▸ EXTRAIT
□ □ □ □ □
Si nous pouvons nous féliciter —privilège dont nous n'apprécions pas encore suffisamment le prix — de l'harmonie des relations université —Etat — économie, en raison de la conception que ces entités se font généralement de leurs rôles, de leurs tâches propres, comme de leurs devoirs réciproques, nous ne devons pas pour autant en déduire que leurs méthodes de collaboration sont, aujourd'hui, toutes au point, ou que la rapidité du progrès scientifique, l'expansion de l'économie ne risquent pas, aussi en Suisse — faute par nous d'avoir pris conscience des évolutions nécessaires et d'avoir conçu les solutions adéquates, de discipliner tel ou tel rapport, de forcer tel ou tel des partenaires à la collaboration université —Etat —économie — de modifier d'une manière dommageable, au sein de l'université, la répartition — qui se doit d'être équilibrée — des disciplines d'enseignement et de recherche.

Au nombre des méthodes d'organisation, nous rappellerons, en première place, la meilleure coordination de nos enseignements, tant au sein de l'université qu'entre les universités; nous citerons aussi une définition des responsabilités de la recherche revue et adaptée aux besoins moraux et matériels croissants.

Les propositions, à cet effet, se sont multipliées au cours de ces dernières années, à l'instigation des pouvoirs publics fédéraux et cantonaux. Nombre d'entre elles ont été étudiées et ont été transposées dans la vie communautaire. Si toutes n'ont pas été accueillies avec faveur, elles marquent toutes une égale préoccupation, un souci devenu commun à l'Etat, à l'université et à l'économie.
□ □ □ □ □
▸ PETIT EXERCICE 1
Mets en tableau Markdown tout ce qui va, dans les lignes de données ci-dessous, de la ligne contenant « the surfer's head? » jusqu'à la dernière, sans les lignes vides. Utilise deux colonnes, « N° » et « Ligne ».

Entrées d'un jeu de données de pointage
□ □ □ □ □
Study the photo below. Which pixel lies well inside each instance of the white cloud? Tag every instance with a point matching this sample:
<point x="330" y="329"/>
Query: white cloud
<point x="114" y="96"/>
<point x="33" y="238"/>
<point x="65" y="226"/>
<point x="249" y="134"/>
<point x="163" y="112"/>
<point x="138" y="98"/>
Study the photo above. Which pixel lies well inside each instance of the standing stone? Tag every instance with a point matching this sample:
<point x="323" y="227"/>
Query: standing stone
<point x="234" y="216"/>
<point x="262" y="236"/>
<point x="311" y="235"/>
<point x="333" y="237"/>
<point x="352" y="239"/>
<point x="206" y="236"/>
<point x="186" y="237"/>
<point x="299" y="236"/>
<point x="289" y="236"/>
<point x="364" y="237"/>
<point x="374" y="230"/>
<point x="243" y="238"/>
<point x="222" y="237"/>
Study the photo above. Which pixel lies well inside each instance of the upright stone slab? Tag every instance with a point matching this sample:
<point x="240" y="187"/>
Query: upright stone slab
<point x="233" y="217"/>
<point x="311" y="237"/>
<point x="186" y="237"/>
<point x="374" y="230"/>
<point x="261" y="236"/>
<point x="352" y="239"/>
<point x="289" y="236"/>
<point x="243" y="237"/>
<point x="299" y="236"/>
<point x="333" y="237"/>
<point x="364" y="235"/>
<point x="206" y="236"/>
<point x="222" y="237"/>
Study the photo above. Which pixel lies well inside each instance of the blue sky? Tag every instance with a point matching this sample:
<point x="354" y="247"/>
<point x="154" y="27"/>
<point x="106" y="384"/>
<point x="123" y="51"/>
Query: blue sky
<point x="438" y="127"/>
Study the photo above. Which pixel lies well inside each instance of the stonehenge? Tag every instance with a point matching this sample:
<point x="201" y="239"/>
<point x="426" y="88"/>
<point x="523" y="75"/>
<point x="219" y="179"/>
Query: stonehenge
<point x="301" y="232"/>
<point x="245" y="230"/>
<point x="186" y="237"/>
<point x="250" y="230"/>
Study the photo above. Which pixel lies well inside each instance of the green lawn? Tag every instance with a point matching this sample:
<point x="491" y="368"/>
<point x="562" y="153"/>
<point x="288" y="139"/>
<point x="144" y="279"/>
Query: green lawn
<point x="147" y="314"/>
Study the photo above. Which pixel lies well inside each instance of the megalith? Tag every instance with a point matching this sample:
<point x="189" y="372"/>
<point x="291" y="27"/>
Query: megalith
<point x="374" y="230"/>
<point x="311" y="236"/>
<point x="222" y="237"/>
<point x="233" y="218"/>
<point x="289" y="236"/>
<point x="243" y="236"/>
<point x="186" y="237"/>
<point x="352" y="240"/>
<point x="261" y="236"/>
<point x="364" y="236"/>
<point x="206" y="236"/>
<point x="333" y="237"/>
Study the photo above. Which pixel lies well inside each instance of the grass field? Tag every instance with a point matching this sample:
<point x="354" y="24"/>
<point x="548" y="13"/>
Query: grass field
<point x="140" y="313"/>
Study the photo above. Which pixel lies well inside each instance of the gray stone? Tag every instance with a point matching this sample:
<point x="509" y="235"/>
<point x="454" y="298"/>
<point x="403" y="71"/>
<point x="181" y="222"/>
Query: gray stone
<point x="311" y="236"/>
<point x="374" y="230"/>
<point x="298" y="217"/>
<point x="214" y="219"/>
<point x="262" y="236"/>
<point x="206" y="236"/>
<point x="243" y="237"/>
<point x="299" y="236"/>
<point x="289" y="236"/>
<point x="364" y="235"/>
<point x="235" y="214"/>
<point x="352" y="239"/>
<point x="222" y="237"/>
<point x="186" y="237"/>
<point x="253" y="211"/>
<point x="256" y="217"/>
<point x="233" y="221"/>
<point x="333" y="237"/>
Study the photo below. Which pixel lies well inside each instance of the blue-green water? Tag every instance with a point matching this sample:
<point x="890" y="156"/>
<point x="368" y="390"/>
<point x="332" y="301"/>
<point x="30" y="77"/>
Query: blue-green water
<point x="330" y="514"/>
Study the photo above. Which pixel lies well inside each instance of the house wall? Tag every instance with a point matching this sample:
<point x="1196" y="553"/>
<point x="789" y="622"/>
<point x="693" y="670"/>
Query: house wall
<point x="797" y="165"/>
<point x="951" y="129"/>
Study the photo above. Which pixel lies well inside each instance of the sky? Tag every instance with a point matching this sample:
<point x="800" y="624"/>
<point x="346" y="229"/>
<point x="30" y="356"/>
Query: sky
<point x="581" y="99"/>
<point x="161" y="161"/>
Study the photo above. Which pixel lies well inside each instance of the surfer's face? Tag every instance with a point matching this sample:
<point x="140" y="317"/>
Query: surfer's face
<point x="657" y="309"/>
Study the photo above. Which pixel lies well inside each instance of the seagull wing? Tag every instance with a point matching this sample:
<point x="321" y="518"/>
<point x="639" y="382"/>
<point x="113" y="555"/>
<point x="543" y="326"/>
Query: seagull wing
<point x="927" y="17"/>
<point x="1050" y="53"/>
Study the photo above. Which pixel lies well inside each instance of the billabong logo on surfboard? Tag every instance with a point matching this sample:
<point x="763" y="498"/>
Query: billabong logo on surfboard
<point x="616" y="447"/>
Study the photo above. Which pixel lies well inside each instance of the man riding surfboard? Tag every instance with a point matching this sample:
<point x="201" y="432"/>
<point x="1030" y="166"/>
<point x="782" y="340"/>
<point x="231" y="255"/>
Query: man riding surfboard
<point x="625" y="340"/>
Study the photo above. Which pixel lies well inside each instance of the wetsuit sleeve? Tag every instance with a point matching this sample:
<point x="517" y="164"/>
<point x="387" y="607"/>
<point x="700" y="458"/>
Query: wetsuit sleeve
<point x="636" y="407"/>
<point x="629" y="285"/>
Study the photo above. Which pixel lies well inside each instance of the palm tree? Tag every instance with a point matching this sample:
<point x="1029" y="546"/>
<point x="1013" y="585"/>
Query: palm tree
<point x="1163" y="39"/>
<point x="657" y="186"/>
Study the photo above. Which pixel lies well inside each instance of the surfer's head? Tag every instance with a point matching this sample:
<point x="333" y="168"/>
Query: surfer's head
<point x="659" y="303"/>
□ □ □ □ □
▸ PETIT EXERCICE 2
Rédige la suite du texte sur la collaboration entre université, État et économie.

▸ RÉPONSE 1
| N° | Ligne |
|---|---|
| 1 | Study the photo above. Which pixel lies well inside each instance of the surfer's head? Tag every instance with a point matching this sample: |
| 2 | <point x="333" y="168"/> |
| 3 | Query: surfer's head |
| 4 | <point x="659" y="303"/> |

▸ RÉPONSE 2
A cette coopération interdisciplinaire et interuniversitaire —horizontale — qui a fait depuis peu d'années des progrès réjouissants, il faudra ajouter une collaboration verticale entre les divers degrés de l'enseignement. Une action d'appui méthodique dans le temps et quant à ses moyens d'action, de l'Etat et de l'économie, s'imposera.

En plus d'initiatives certes méritoires et bénéfiques, mais entre lesquelles n'existe aucun rapport, ordre de priorité, une action élaborée, s'étendant sur une période suffisante et dotée de cadres et de moyens matériels, concertée entre divers secteurs de l'économie et les centres de recherche, universitaires ou non, s'imposera dans un délai plus ou moins bref 1.

Une telle méthode présenterait cet avantage, indépendamment des résultats directs, de conduire les partenaires obligés de l'Etat, de l'université et de l'économie, à procéder à des examens approfondis, périodiques des objectifs à atteindre, des moyens disponibles à mettre en oeuvre. C'est par de telles confrontations permanentes qu'un programme balancé,

équilibré d'extension de l'université — enseignement et recherche — peut prendre forme sans que l'unité, l'indépendance et le niveau de l'enseignement puissent en souffrir 1.

3. Quelques terrains prédestinés à la collaboration de l'université et de l'économie

a) L'éducation et la formation continues

Si l'objectif fondamental de la formation et de l'éducation — nous l'avons déjà relevé — doit tendre à créer et à renouveler, tout au long de la vie, un état de disponibilité à l'égard des transformations continuelles auxquelles les individus, les collectivités politiques, les entreprises auront à faire face, cela est particulièrement vrai et bénéfique pour les futurs cadres de l'économie. Je prendrai cette dernière comme exemple illustratif.

Plus particulièrement pour l'économie, il faut et il faudra toujours davantage de cadres à la fois efficaces, du point de vue de l'économie et de ses exigences, et «environnés», du point de vue de leur compréhension des besoins et des possibilités de la société dans laquelle ils seront appelés à vivre 2.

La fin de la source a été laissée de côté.